══ Source material
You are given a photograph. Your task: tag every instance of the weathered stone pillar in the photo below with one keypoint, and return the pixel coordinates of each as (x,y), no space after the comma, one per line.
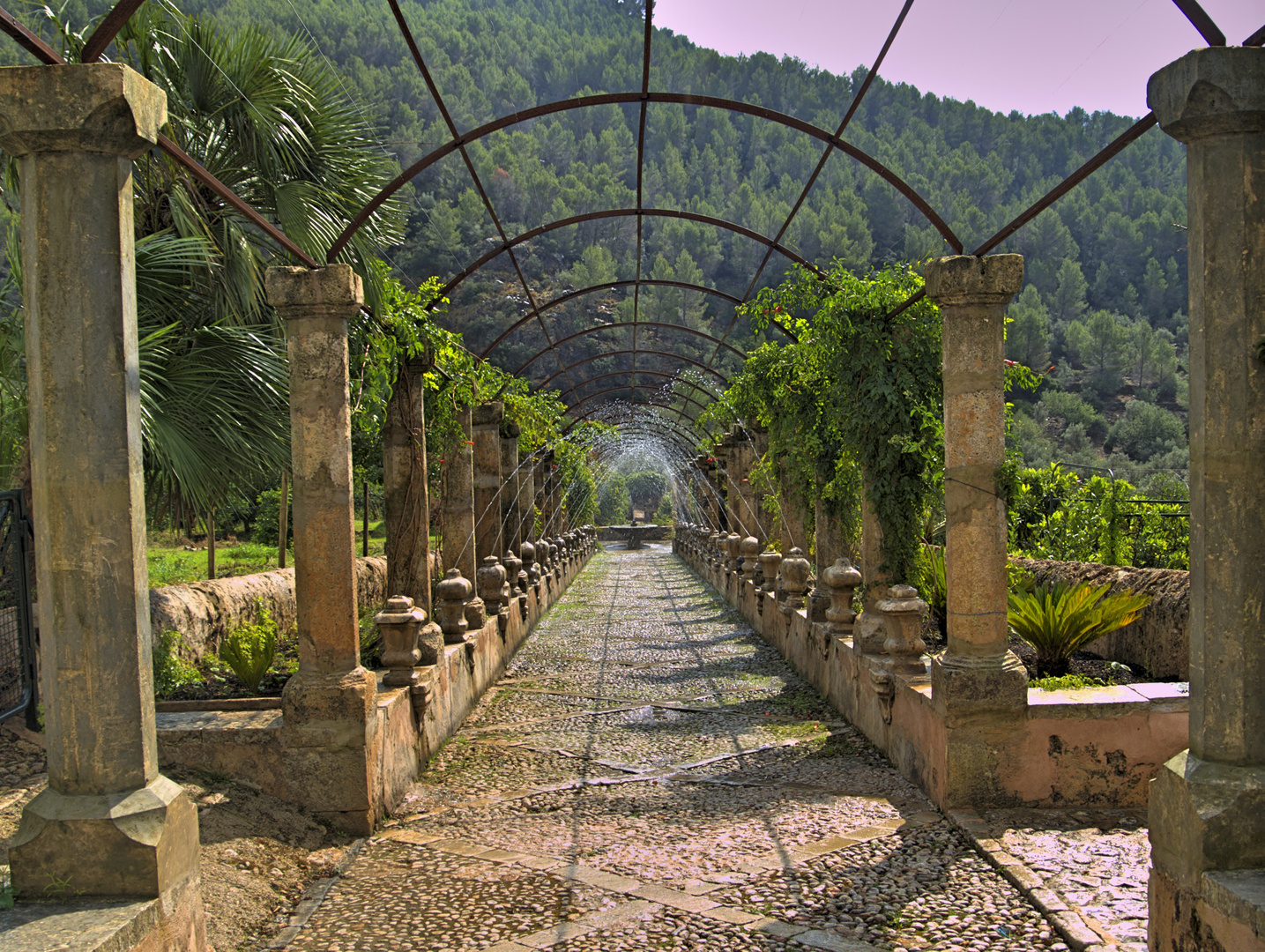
(1207,806)
(486,433)
(109,823)
(405,486)
(977,669)
(329,730)
(511,523)
(458,502)
(979,686)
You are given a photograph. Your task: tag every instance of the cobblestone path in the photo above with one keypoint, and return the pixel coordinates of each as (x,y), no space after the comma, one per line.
(649,774)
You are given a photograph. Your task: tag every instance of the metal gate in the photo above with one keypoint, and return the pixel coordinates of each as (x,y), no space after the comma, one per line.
(18,681)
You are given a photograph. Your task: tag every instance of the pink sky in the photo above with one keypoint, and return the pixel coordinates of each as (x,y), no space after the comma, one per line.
(1034,56)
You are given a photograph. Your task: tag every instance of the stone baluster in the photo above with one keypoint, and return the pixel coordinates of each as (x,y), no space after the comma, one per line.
(749,549)
(398,625)
(793,572)
(902,619)
(841,579)
(530,570)
(450,597)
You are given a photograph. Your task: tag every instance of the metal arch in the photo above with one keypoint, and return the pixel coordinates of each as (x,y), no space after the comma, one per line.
(825,157)
(637,98)
(470,165)
(587,398)
(653,373)
(676,427)
(108,29)
(624,325)
(595,288)
(615,214)
(712,370)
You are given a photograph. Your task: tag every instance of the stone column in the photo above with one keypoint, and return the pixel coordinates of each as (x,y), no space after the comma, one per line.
(977,669)
(458,502)
(405,486)
(486,433)
(510,518)
(108,823)
(329,731)
(1207,806)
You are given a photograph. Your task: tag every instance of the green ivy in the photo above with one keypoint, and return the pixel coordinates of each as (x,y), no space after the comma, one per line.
(860,392)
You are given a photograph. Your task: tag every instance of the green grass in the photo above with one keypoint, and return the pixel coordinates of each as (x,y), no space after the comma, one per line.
(171,562)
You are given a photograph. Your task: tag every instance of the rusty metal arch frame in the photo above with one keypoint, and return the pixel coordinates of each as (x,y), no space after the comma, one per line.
(653,373)
(114,20)
(686,433)
(587,398)
(628,325)
(595,288)
(703,367)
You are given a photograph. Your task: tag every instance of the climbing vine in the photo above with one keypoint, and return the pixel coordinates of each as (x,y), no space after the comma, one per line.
(860,392)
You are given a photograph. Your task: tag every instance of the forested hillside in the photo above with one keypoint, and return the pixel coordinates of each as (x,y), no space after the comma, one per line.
(1105,267)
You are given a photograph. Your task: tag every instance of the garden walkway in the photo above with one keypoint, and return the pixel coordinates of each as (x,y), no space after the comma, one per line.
(649,774)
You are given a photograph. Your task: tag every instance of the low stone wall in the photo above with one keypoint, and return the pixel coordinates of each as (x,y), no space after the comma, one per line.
(407,725)
(1090,747)
(205,612)
(610,533)
(1160,637)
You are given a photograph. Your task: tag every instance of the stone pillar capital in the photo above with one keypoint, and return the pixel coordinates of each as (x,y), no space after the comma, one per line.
(1211,91)
(105,108)
(333,291)
(965,279)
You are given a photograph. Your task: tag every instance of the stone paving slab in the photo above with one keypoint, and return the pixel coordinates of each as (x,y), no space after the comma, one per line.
(651,774)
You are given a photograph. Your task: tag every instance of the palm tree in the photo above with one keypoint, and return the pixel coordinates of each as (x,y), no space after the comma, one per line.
(268,119)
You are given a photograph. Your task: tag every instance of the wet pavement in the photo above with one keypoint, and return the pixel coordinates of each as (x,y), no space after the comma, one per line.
(649,774)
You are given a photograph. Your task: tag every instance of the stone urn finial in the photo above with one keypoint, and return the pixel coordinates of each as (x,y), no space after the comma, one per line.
(450,596)
(794,570)
(492,587)
(734,550)
(902,617)
(841,579)
(770,562)
(750,553)
(398,623)
(528,553)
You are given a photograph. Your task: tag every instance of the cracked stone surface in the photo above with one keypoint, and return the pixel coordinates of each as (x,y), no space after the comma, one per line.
(649,774)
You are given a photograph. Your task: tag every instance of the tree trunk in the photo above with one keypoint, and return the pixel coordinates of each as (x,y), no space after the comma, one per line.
(404,486)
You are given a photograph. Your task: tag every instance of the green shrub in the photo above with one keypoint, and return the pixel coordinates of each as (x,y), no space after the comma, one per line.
(1059,620)
(249,649)
(267,524)
(171,670)
(1068,681)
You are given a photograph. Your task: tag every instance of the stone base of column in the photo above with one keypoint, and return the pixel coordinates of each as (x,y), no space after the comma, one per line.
(138,844)
(964,686)
(1207,829)
(331,747)
(983,708)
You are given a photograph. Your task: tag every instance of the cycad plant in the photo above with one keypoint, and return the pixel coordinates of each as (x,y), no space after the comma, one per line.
(250,649)
(1059,620)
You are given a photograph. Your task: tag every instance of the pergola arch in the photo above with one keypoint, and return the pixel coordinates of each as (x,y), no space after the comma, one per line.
(629,325)
(644,98)
(587,398)
(628,282)
(701,366)
(648,373)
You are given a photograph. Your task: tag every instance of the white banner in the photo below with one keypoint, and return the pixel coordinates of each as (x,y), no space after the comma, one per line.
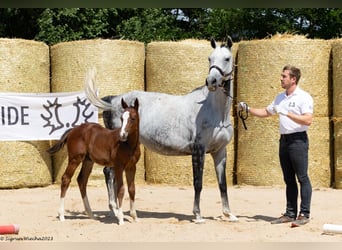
(46,116)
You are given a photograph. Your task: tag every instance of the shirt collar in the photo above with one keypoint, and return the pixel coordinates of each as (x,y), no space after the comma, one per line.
(297,90)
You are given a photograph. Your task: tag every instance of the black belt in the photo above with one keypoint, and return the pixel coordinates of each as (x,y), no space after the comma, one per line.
(293,135)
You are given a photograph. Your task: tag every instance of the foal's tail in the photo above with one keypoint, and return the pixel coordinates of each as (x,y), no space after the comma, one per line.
(91,91)
(59,145)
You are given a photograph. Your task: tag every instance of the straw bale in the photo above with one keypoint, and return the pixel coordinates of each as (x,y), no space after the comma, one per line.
(24,67)
(177,170)
(260,63)
(258,156)
(120,68)
(337,77)
(178,68)
(338,152)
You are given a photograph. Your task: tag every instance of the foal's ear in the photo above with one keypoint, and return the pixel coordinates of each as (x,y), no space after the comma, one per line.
(136,104)
(213,43)
(229,42)
(123,104)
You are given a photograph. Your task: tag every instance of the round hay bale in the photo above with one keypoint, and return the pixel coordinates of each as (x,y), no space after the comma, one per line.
(24,67)
(120,68)
(338,152)
(258,157)
(260,63)
(178,68)
(337,77)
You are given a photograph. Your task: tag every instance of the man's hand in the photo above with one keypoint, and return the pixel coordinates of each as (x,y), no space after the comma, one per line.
(242,106)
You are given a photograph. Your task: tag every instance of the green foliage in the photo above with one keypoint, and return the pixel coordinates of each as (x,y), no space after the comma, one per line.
(145,25)
(57,25)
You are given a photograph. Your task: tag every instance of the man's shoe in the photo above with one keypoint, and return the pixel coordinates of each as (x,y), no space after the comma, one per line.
(301,220)
(282,219)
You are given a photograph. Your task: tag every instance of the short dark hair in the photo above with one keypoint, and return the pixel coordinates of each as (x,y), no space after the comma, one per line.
(294,71)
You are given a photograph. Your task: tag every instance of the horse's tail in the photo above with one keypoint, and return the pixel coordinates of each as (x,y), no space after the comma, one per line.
(91,92)
(59,145)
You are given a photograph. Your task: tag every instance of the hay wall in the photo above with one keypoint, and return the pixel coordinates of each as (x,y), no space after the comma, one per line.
(337,110)
(338,153)
(178,68)
(120,68)
(24,67)
(337,77)
(259,66)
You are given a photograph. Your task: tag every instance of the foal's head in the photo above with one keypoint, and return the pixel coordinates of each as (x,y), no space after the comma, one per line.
(129,120)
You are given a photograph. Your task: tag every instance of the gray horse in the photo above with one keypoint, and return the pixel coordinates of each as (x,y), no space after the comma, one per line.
(193,124)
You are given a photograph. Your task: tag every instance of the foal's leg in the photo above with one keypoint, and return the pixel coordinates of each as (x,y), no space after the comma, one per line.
(219,158)
(111,189)
(82,180)
(198,154)
(120,192)
(130,176)
(65,182)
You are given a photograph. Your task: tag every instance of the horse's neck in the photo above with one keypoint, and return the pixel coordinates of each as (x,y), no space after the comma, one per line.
(222,102)
(133,139)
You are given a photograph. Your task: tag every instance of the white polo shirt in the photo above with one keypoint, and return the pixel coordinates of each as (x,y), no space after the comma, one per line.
(300,102)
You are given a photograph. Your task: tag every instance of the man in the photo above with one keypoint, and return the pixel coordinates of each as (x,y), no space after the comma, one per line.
(295,110)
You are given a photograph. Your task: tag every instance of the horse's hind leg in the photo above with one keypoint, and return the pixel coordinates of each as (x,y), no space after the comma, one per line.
(120,193)
(130,176)
(65,182)
(82,180)
(111,189)
(198,154)
(220,167)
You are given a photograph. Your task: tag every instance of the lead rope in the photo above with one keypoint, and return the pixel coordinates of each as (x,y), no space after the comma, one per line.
(243,116)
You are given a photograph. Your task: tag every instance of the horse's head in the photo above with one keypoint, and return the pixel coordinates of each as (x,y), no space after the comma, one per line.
(129,120)
(221,65)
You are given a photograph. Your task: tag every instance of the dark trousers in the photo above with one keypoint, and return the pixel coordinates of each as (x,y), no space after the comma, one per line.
(293,155)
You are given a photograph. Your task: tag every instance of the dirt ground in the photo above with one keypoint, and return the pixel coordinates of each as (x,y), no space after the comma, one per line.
(165,214)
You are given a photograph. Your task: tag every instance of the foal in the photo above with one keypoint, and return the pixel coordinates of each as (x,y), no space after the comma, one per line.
(118,149)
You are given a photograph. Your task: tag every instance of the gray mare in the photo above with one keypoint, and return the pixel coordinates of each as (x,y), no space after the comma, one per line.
(193,124)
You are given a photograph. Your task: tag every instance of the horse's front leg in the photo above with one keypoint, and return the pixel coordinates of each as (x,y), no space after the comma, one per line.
(82,180)
(120,193)
(111,189)
(130,176)
(220,158)
(198,154)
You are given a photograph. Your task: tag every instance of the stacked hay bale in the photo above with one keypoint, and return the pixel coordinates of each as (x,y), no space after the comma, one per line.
(337,110)
(259,66)
(24,68)
(120,68)
(178,68)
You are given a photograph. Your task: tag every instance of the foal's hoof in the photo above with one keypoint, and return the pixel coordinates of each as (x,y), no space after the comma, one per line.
(232,217)
(199,220)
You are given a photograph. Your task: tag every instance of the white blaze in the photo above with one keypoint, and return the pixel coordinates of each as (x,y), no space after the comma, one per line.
(123,133)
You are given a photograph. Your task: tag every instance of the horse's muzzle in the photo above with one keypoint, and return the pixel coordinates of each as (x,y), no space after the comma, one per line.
(211,85)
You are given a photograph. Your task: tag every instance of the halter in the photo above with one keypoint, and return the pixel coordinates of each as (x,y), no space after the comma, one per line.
(225,83)
(226,90)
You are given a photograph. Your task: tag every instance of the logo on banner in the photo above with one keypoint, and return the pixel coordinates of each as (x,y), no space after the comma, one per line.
(82,114)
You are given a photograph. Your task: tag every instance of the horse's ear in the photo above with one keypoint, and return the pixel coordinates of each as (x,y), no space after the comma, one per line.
(136,104)
(213,43)
(123,104)
(229,42)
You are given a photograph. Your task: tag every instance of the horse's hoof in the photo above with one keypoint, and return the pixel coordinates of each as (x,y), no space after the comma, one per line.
(232,217)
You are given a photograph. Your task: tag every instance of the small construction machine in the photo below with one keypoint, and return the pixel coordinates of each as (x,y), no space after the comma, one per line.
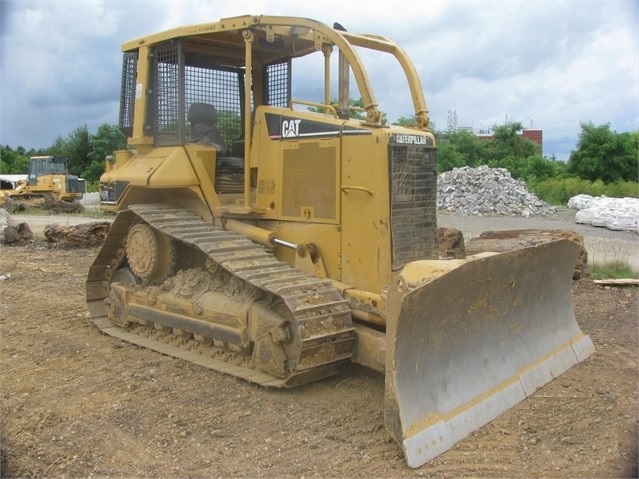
(49,180)
(264,233)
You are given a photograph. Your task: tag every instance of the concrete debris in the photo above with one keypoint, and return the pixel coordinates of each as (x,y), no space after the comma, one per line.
(487,191)
(618,214)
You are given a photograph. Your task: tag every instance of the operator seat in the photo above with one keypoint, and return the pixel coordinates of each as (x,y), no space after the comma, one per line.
(203,119)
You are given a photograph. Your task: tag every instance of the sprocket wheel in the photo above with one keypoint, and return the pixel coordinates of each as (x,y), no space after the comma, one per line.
(151,255)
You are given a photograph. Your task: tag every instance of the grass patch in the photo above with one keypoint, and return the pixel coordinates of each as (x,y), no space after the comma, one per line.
(613,270)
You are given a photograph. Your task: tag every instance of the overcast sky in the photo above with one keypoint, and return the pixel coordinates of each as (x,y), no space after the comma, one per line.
(547,64)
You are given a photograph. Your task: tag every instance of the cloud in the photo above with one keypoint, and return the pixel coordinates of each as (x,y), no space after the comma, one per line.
(551,65)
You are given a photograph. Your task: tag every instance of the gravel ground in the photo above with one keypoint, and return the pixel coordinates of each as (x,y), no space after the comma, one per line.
(603,245)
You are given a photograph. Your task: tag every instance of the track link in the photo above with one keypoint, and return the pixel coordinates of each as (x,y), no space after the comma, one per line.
(313,306)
════
# [Written request]
Transcribe the records above exactly, but only from the line that contains "of the concrete" through their final line, inclusive.

# [Expected output]
You are given a photograph. Your task: tag every instance of the concrete debris in the photo above with one keypoint, and return the pixel coordinates of each as (x,y), no space after the comma, one per line.
(487,191)
(618,214)
You are given a photograph. Your task: tag every instance of the operator seat in the photo above with one keypoint, and return the pixel coordinates of each as (x,y), no space after the comma, one per line.
(203,119)
You are given a photograph. Your task: tag every instance of the sprocket wheel in the photo above with one keypoint, and return the pixel coordinates of each as (x,y), no space after the comma, one per line.
(151,255)
You are given a photograph. Your task: tag every instance of the grass patch in the photo above with one keypoint, and return the pixel coordinates of each as (x,y), no space after the comma, one per line.
(613,270)
You are given a photograph. Your task: tag every instance of the overcast sky in the photo above with one keypoint, and return the pixel coordinates of each as (x,y), no space after the comma, one per line.
(547,64)
You are given a photograph. Your task: tag every instance of the cloud in the photo above with one keypoint, and return the pixel coordinates of each as (x,y), no space after the comma, one per line.
(551,65)
You are given a photograph. Your task: tag every instance of the gravel ground in the photo above with one keypoint, and return the pixel coordinates of each as (x,y), no space after the comma, one per line.
(603,245)
You are given a photograph. Your task: tag every instance of the track link in the photo above with one keypoint, and return the pixel coordinates of each as (x,y), no space after the comma, one per line.
(313,306)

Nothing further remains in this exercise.